## AIM OF THE EXERCISE
Print the material word for word, from its first line up to and including the line with "positive clicks: (216, 177) (163, 4)".

(Beginning of RECORD EXTRACTS)

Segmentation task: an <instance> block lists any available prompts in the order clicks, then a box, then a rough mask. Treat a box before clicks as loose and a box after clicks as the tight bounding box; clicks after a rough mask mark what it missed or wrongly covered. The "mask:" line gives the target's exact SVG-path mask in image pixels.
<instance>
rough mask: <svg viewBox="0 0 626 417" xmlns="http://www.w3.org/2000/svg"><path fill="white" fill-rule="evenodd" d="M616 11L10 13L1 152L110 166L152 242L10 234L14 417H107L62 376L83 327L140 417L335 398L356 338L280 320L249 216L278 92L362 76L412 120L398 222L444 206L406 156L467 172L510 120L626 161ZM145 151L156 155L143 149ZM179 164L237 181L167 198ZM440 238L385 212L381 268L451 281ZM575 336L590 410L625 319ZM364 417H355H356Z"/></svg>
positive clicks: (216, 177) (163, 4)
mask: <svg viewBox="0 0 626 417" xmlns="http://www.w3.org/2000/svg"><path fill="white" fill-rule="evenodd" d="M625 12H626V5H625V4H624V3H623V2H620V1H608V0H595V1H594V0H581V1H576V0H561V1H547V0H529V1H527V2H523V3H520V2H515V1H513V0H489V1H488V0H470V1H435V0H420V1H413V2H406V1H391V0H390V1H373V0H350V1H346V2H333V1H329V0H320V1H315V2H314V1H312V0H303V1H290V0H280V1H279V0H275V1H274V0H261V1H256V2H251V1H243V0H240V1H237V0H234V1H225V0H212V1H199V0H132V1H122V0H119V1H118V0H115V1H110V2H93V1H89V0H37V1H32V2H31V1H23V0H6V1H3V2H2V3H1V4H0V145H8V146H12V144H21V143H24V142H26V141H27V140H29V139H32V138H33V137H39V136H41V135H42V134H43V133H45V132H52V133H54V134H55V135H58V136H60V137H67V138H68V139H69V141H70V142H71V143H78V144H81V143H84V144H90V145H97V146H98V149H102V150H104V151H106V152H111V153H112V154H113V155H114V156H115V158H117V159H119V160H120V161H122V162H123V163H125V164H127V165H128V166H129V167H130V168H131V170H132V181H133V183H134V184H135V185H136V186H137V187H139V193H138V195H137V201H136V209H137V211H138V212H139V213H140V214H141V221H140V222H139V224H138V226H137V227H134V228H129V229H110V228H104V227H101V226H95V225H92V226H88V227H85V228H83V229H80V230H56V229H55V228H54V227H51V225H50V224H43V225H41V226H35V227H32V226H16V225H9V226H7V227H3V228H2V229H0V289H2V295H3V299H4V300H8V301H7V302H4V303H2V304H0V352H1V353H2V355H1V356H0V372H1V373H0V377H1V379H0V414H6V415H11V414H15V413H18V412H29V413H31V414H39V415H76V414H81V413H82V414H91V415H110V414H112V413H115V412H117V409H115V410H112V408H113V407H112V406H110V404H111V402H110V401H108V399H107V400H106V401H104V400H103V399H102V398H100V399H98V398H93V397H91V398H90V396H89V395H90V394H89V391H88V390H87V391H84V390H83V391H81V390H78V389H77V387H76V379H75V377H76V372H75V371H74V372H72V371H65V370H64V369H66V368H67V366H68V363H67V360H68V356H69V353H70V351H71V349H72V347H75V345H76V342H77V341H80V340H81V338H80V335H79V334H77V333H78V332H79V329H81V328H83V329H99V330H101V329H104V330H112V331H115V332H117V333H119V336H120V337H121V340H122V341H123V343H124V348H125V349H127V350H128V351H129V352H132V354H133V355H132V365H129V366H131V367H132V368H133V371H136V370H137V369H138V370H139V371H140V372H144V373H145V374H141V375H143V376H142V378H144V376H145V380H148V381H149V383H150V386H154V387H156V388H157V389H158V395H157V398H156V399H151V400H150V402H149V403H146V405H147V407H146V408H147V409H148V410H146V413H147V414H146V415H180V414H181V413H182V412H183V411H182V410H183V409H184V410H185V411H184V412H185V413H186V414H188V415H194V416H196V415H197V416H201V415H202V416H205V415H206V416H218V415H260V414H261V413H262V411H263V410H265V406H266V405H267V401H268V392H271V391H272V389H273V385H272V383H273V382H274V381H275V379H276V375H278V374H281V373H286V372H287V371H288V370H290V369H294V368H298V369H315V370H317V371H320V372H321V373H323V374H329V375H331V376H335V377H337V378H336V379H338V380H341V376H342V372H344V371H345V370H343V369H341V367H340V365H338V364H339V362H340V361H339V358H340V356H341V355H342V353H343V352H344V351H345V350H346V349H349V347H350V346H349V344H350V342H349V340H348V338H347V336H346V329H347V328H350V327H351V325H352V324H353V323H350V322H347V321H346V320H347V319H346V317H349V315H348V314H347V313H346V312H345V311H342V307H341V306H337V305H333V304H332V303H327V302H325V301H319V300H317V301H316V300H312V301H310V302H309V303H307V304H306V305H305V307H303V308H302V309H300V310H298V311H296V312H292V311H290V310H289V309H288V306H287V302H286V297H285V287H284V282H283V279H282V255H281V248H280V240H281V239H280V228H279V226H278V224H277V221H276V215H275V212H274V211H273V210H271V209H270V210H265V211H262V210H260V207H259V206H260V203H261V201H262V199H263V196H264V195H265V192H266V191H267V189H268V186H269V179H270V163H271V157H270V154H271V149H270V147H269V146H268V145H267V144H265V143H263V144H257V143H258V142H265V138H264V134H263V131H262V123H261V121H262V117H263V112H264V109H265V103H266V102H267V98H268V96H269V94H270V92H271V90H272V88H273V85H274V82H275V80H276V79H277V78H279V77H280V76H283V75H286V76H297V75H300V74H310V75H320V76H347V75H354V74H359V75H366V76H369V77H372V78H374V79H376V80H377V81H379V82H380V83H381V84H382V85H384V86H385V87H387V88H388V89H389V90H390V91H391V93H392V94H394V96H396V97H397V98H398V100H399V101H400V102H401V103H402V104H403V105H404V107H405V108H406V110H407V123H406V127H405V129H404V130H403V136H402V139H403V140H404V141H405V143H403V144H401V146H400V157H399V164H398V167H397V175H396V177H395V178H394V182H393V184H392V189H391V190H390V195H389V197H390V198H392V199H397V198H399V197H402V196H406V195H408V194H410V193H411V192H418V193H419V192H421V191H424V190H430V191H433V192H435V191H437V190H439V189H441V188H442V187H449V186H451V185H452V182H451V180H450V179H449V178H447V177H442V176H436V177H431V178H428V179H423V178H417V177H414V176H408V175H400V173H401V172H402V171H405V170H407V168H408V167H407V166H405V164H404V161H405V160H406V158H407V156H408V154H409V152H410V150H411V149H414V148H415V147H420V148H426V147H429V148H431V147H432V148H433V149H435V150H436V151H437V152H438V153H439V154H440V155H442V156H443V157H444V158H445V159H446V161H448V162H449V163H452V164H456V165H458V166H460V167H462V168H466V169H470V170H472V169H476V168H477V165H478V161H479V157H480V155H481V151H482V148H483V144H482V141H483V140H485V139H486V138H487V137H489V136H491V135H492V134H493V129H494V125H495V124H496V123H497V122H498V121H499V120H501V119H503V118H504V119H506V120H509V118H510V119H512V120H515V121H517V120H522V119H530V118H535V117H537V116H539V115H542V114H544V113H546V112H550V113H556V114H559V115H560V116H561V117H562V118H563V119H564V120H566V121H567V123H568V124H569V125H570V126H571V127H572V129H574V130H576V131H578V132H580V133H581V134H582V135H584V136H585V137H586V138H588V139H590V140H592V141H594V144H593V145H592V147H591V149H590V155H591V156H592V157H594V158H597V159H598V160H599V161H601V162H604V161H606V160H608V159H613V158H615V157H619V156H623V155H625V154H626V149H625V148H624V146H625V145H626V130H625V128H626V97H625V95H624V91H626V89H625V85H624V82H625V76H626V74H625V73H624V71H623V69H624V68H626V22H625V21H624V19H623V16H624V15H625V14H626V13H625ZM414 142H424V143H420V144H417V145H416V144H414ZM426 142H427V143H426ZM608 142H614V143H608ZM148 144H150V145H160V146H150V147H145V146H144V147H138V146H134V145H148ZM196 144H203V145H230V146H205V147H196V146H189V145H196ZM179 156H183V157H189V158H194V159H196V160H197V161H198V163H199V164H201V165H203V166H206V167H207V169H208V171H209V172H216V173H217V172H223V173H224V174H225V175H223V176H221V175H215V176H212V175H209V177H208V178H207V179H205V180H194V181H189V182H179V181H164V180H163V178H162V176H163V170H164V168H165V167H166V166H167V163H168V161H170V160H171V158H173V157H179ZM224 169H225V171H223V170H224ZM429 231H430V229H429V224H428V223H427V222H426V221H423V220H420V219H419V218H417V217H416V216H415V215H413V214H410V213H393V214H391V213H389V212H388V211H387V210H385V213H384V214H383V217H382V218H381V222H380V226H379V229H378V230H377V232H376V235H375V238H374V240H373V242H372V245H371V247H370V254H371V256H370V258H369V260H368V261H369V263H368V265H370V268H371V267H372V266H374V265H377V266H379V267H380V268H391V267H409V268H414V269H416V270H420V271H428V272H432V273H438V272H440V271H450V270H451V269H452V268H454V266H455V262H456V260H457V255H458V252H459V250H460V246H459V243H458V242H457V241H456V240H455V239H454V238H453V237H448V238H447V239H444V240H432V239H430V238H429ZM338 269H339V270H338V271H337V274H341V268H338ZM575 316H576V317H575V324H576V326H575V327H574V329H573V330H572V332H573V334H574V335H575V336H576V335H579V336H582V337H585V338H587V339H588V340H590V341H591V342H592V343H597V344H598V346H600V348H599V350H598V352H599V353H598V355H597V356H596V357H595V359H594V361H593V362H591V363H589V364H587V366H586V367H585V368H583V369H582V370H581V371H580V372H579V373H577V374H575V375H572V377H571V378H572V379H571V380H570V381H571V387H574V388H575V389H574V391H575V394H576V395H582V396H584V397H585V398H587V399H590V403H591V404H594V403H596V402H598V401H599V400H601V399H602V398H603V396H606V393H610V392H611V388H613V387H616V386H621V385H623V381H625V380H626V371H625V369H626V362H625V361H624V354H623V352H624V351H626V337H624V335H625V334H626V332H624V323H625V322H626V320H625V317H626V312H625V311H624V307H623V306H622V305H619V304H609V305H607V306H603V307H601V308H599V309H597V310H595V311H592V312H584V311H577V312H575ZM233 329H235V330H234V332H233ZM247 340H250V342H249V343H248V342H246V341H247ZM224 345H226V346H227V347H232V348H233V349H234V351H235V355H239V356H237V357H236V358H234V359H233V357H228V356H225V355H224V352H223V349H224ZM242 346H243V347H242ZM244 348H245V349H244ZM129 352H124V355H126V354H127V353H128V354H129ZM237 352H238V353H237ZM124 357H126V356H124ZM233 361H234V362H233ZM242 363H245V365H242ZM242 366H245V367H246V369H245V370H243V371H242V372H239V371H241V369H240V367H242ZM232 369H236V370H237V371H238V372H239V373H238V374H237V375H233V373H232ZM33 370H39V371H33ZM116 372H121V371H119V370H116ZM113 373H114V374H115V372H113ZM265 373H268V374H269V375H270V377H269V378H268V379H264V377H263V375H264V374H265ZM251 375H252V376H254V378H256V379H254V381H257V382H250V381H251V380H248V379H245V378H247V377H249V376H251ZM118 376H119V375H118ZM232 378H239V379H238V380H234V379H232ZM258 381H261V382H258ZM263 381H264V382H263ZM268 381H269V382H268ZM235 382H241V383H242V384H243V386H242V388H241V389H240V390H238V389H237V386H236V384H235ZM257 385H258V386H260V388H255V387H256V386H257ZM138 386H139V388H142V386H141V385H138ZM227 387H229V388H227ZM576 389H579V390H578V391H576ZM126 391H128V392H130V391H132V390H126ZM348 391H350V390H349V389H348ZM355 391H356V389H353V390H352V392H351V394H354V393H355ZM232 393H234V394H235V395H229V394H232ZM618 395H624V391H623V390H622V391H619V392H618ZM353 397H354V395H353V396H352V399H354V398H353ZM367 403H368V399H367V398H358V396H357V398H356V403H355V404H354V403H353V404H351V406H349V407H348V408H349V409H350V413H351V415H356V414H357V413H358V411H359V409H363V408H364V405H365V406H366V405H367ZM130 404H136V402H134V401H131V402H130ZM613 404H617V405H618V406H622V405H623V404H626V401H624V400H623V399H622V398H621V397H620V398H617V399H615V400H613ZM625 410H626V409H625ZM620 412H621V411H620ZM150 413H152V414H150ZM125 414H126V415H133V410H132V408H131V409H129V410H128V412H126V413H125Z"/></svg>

(End of RECORD EXTRACTS)

## OUTPUT FOR THIS EXERCISE
Segmentation task: an <instance> block lists any available prompts in the order clicks, then a box, then a rough mask. Treat a box before clicks as loose and a box after clicks as the tight bounding box; clicks after a rough mask mark what it missed or wrongly covered. The "mask:" line gives the target's exact SVG-path mask in image pixels.
<instance>
rough mask: <svg viewBox="0 0 626 417" xmlns="http://www.w3.org/2000/svg"><path fill="white" fill-rule="evenodd" d="M616 11L10 13L1 152L110 166L152 242L10 234L14 417H107L62 376L83 327L140 417L335 398L356 338L280 320L249 216L278 92L362 76L412 120L398 222L444 206L406 156L467 172L510 120L626 161ZM145 151L156 155L143 149ZM179 164L237 181L167 198ZM440 238L385 212L381 268L451 281ZM575 336L590 410L625 319ZM364 417H355H356Z"/></svg>
positive clicks: (216, 177) (163, 4)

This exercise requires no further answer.